» **Vorliegender Text**:
· · ·

A.J. Weigoni, in puncto moderner Sprachtheorie und Ästhetik ganz auf der Höhe, setzt die verdinglichten Wendungen und Sprechhaltungen kritisch gegeneinander… Seinem zornigen Elan fehlt es bei alledem nicht an Pathos und Sehnsuchtsausdruck. Unversehens entsteht bei dieser linguistischen Abräumarbeit ein faszinierender Phantasieraum eigener Art.
Prof. Dr. Franz Norbert Mennemeier
Sprache, Musik und Kunst gehören zu den Grundsteinen der abendländischen Kultur. Sie verhandeln den Konflikt zwischen Individuum und Gesellschaft. Auf diesem Hörbuch der Edition Das Labor sind grenzüberschreitende ‚artIQlationen’ zwischen unterschiedlichen Artisten auf analoger Basis zu hören. Als einen gegenseitig befruchtenden Dialog zwischen bildender Kunst, improvisierter Musik und sprachlicher „VerDichtung“ sollte man das spartenübergreifende Projekt Prægnarien verstehen. Hieß es einst „Wer nicht hören will, muß fühlen.“, könnte man nun behaupten „Wer leben will, muss wahrnehmen.“ Auf allen Ebenen.
Was diese Artisten verbindet ist das Papier.
„Idiosynkrasie“, schrieb Jürgen Habermas in seiner „Theorie des kommunikativen Handelns“, ist privatistisch und irrational. Letzterem zumindest scheinen Philipp Bracht, A.J. Weigoni und Haimo Hieronymus zuzustimmen, wenn sie über ihr Projekt Prægnarien sagen, es habe nichts mit Logik zu tun. Haimo Hieronymus mag das Individuelle des Strichs, empfindet im Glattgebügelten reiner Ideenkunst beliebige Langeweile und gähnende Austauschbarkeit. Weigoni verachtet die Bewertungskultur der Medien. Der Posaunist Philipp Bracht spielt Noten abseits der vorgeschriebenen Linien. Bei seinem letzten öffentlichen Auftritt zerrt Weigoni an den Worten, dehnt und zelebriert sie. Auf der Bühne sah man ihm immer weniger. Gegen Ende seiner poetischen Performances gelang es ihm die Scham und Scheu vor dem Auftritt zu überwinden. Hier läuft er letztmalig zu großer Form auf. Weder in der Malerei noch in Poesie und Musik ist „Lebendigkeit“ eine Voraussetzung für unser Staunen, daher wollen diese Artisten als Künstler nicht bewundert, sondern in treusorgender Ironie betrachtet werden, ein Augenzwinkern ist nicht ausgeschlossen.
Wes das Herz voll ist, des geht der Mund über.

· · ·

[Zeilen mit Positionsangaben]
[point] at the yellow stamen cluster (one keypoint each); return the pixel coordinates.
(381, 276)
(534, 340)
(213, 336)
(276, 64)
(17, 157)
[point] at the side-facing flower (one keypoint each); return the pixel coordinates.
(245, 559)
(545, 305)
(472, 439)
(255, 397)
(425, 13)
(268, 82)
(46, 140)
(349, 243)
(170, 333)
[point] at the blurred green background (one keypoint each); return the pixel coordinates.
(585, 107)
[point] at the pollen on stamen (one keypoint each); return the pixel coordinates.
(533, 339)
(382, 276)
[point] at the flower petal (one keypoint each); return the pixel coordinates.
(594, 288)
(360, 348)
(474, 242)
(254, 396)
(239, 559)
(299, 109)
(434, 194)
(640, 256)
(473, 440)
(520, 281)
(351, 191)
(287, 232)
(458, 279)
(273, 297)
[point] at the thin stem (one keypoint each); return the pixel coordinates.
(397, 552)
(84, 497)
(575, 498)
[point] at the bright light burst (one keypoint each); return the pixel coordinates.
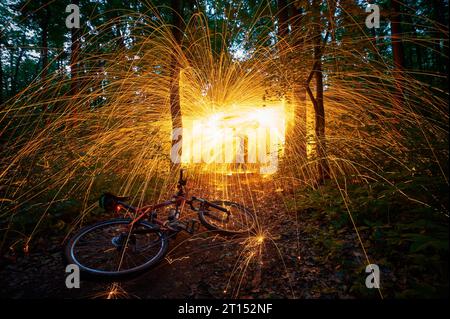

· · ·

» **Aufgabe**: Schreib den Text über das Hörbuchprojekt Prægnarien weiter, und zwar direkt im Anschluss an seinen letzten Satz. Die Zeilen braucht man hier nicht.

» **Deine Antwort**:
Matthäus 12,34
Der Lesende ist im Grunde immer ein Zuhörer. Er kann nicht ausweichen. Der Ton des Textes trifft ihn, eifersüchtig, obsessiv, unbarmherzig. Das Denken ist hier körperlich, jede Idee muss durch Fleisch und Blut. Vieles führt die Sprache ganz allein weiter, wenn man sie läßt. Für diese Artisten ist das Künstlerbuch Prægnarien eine Partitur, die es in Konzerten der Sprache aufzuführen gilt. In der künstlerischen Auseinandersetzung treffen sich Bracht, Hieronymus und Weigoni regelmäßig an der Grenzlinie, dort, wo Schrift in Zeichnung, und auch in Klang übergeht. Es geht bei dieser Performance um die Sehnsucht nach Körperlichkeit, sinnlicher Unmittelbarkeit. Der Ton der Posaune wird von Philipp Bracht mittels Anregung der natürlichen Resonanzen des Instruments durch Lippenschwingungen des Bläsers erzeugt. Kein anderer Klang lebt so sehr vom Atem. Keine andere Musik verlangt ähnlichen körperlichen Einsatz. Bläser und Angeblasene verschmelzen zu einer Einheit, werden Teil eines großen atmenden Klangkörpers. Keine Maschinen, sondern allein die Lungenzüge und der „Stimmzug“ geben den Rhythmus vor. Ein. Und aus. Und wieder von vorn.
Diese Texte muss man akustisch aufnehmen. Weigoni liest sehr gekonnt und in solch einem gut langsamen Tempo, dass ich mich dabei ertappt habe, in den Zwischenräumen das nächste Wort erraten zu wollen, was mir manchmal gelungen ist. So macht er wirklich neu auf Sprache aufmerksam.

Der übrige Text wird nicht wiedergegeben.